── Provided entries
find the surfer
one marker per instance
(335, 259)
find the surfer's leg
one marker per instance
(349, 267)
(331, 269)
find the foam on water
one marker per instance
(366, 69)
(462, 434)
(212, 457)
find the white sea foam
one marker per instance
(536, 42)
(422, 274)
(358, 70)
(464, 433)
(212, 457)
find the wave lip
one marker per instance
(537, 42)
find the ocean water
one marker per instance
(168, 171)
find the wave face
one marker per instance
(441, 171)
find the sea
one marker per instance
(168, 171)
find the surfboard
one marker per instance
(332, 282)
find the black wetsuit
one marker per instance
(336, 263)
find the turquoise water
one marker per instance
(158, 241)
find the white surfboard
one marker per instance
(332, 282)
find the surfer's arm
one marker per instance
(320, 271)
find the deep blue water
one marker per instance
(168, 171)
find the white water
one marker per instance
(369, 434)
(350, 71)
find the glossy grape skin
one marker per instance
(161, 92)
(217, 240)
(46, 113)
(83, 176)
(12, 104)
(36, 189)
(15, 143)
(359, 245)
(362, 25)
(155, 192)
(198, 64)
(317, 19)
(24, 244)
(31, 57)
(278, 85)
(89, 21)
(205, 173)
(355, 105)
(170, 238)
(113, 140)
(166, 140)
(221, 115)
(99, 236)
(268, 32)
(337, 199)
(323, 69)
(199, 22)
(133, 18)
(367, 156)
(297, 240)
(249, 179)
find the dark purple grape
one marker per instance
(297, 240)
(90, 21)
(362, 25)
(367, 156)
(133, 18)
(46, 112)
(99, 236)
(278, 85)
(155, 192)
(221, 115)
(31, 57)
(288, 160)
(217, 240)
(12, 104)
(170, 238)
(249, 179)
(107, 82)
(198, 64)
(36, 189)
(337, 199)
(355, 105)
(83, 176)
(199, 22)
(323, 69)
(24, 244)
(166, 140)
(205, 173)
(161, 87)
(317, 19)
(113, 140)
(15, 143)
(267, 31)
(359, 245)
────
→ Work order
Print exactly the lines above, between the one holding "find the deep blue water" and the one holding "find the dark purple grape", inclusive, and nothing besides.

→ Reply
find the deep blue water
one marker per instance
(168, 171)
find the white water
one marker per instance
(369, 434)
(350, 71)
find the glossy grape skin
one marker per instance
(161, 92)
(217, 240)
(46, 113)
(83, 176)
(12, 104)
(36, 189)
(15, 143)
(359, 245)
(362, 25)
(155, 192)
(198, 64)
(317, 19)
(24, 244)
(31, 57)
(278, 85)
(89, 21)
(205, 173)
(355, 105)
(170, 238)
(113, 140)
(166, 140)
(221, 115)
(99, 236)
(268, 32)
(337, 199)
(323, 69)
(199, 22)
(133, 18)
(367, 156)
(297, 240)
(249, 179)
find the dark purple grape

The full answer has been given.